● **Extracted text**
#####

Once again, the government is offering an increase that is below inflation, leaving the poorest sectors of society unprotected. Courthouse News from Buenos Aires
The above points make me feel uncertain whether KMB is able to expand gross margin. Management noted that cost environment is going to stabilized at higher levels, which suggest a structurally higher cost level. Gross margin is unlikely to see a normalization benefit (i.e., gross margin not going to see any major step up again). Near term, management has also noted that rising distribution and labor costs, as well as foreign exchange headwinds on imported materials affecting emerging and hyperinflationary markets, will more than make up for any tailwinds from easing commodity prices. Although management has stated their plans to implement a productivity initiative over several years and can see the big picture for gross productivity for the next three, I don’t believe investors will put much stock in this story until they observe better trends in volume (4-year stack basis) and less foreign exchange headwinds.
Valuation
My outlook for KMB remains negative for the near term. Accordingly, I made adjustments to my model (FY25 growth has been revised from 2% to 1% and net margins revised down from 10.9/11.5% to 8.6%/9% in FY24/25 respectively). I believe the negative headwinds from weak volume will continue in the near term as there are no signs of recovery yet, and the FX headwind will become a bigger headwind as the hyperinflation economy sees their currency weaken against the USD. As a result, I have also toned down my margin expansion expectations as the cost structure is now structurally higher than pre-covid, and KMB continues to see cost inflation pressure. As such, I don’t see any near-term catalyst that will drive the valuation up from where it is trading today—17x forward PE. All in all, my target price has been revised from $123 to $93. While there is downside to the stock, I am not recommending to sell because there is a possibility for KMB to achieve success in its productivity program.
Risk
The upside risk is if KMB is able to expand margins by achieving early success in its productivity pipeline (plans to drive volume upwards). This could be a major catalyst to drive valuation upwards; however, as this management just announced this, my expectations are that it will not have any near-term impact. The way to monitor this risk is by tracking every quarter’s volume growth to see if there is any positive inflection.
Conclusion
I reiterate my hold rating on KMB as the company faces persistent challenges in volume growth and a higher cost structure. While 4Q23 organic sales showed positive aspects, including price growth and gross margin performance, the lack of volume recovery over a 4-year stack basis raises concerns. The reliance on hyperinflationary economies for pricing growth, coupled with the impact on local consumers and significant FX headwinds, contributes to uncertainties in KMB’s ability to expand gross margins.

#####

● **Supplied entries**
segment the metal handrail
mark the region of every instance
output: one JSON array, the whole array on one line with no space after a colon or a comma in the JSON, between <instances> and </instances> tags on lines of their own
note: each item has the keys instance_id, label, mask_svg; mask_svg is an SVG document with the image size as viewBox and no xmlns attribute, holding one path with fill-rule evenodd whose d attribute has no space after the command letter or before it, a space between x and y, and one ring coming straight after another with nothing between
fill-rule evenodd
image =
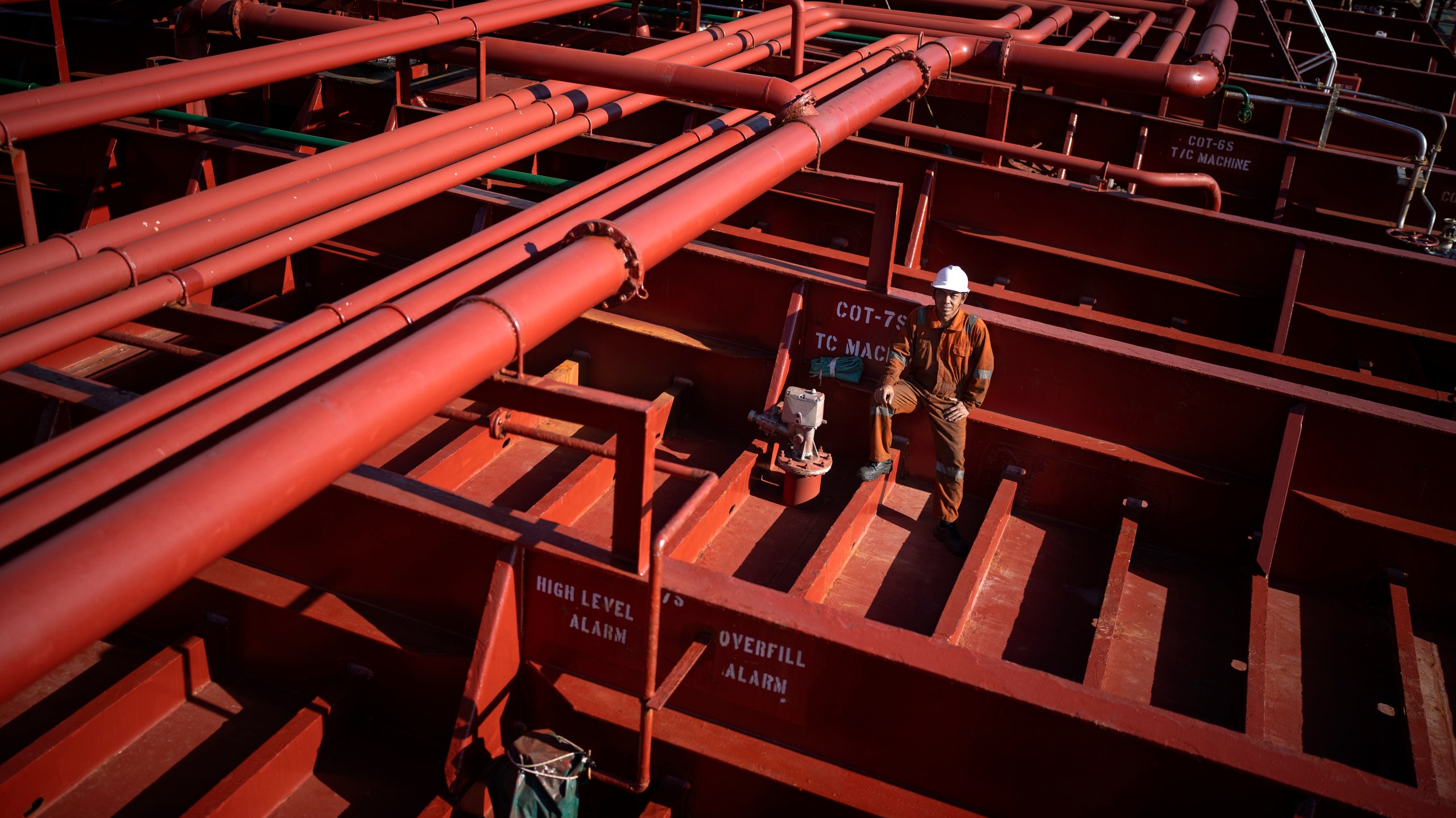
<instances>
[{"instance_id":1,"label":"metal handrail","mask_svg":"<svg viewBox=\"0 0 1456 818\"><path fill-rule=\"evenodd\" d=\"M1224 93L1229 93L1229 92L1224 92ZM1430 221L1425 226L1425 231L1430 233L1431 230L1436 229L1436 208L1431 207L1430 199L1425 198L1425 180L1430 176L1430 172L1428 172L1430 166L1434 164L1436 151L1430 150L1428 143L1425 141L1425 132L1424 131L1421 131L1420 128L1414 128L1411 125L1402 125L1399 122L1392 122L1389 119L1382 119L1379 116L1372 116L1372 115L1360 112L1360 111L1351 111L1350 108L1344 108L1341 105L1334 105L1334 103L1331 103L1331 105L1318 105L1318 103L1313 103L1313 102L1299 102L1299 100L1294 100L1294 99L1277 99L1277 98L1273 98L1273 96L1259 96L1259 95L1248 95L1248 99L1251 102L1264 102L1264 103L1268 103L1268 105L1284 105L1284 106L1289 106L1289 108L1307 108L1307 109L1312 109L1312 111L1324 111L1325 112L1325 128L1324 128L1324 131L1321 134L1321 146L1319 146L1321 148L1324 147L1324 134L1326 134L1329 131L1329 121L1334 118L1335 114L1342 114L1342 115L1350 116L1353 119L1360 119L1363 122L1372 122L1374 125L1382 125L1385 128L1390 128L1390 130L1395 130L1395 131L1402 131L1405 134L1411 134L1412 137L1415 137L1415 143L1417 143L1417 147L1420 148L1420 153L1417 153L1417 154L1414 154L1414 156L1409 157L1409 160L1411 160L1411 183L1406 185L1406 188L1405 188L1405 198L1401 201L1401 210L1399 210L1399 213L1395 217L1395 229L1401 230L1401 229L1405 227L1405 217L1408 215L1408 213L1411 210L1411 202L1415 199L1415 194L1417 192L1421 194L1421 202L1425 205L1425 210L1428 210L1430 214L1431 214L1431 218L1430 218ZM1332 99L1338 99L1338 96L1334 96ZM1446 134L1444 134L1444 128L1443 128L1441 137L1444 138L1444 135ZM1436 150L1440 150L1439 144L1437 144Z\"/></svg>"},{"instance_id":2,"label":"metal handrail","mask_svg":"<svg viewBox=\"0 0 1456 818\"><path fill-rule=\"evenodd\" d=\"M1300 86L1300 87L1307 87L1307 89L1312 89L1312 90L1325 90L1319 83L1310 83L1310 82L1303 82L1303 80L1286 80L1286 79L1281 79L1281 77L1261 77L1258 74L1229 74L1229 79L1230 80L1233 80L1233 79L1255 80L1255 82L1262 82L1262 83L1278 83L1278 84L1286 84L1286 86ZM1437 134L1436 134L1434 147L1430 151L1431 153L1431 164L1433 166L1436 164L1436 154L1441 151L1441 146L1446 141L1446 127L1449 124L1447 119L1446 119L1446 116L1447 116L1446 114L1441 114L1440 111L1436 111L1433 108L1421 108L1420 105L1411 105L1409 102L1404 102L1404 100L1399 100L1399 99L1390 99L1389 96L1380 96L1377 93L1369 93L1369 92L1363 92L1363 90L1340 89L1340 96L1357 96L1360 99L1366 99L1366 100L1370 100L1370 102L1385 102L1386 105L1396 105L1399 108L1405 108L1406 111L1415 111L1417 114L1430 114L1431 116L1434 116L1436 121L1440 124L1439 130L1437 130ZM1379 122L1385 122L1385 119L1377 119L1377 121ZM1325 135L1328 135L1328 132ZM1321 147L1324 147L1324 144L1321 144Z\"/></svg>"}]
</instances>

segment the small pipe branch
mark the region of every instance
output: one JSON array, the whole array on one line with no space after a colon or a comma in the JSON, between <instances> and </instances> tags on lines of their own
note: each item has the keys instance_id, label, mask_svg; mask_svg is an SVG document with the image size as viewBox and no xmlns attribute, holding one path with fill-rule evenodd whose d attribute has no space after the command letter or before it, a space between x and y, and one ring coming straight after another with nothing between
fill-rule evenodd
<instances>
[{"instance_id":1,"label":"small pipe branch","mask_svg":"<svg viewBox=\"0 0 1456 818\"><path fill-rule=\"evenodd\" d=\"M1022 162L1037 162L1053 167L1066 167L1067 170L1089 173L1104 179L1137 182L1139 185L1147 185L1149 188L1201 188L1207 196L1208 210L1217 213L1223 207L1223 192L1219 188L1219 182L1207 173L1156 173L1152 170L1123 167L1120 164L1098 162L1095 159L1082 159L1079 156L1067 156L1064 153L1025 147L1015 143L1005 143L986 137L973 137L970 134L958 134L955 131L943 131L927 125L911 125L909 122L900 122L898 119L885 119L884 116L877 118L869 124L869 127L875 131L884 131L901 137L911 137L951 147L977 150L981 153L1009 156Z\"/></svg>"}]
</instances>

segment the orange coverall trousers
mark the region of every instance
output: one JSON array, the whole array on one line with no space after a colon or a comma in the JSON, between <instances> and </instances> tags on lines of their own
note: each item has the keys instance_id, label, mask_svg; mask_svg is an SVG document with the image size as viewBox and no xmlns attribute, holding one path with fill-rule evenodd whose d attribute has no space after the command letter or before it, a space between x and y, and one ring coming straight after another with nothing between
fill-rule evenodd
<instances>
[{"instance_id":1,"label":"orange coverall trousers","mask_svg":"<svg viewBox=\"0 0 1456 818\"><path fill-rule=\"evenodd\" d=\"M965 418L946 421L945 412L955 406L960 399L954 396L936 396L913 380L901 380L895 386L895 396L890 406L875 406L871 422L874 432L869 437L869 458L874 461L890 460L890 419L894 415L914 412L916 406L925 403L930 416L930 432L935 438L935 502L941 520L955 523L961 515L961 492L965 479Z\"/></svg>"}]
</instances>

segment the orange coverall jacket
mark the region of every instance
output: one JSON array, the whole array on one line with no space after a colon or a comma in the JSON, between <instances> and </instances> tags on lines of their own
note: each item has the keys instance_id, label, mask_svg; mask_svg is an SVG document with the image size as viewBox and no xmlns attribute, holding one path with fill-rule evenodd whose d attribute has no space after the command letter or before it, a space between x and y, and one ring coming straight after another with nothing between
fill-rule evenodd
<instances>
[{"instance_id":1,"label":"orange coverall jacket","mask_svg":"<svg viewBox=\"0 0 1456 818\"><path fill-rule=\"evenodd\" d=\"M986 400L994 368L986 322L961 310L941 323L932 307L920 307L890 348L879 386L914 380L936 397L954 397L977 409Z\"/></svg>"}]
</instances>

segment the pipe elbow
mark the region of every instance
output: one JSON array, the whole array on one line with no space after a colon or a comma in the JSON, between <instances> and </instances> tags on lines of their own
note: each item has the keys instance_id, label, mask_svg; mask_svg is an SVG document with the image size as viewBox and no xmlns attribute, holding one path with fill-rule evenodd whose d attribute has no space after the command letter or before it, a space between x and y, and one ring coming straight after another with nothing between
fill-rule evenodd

#####

Answer these about the KMB analysis:
1. At what forward PE is KMB trading?
2. What rating does the conclusion reiterate for KMB?
3. How is the upside risk to be monitored?
You can ignore the listing.

1. 17x forward PE.
2. A hold rating.
3. By tracking every quarter's volume growth to see if there is any positive inflection.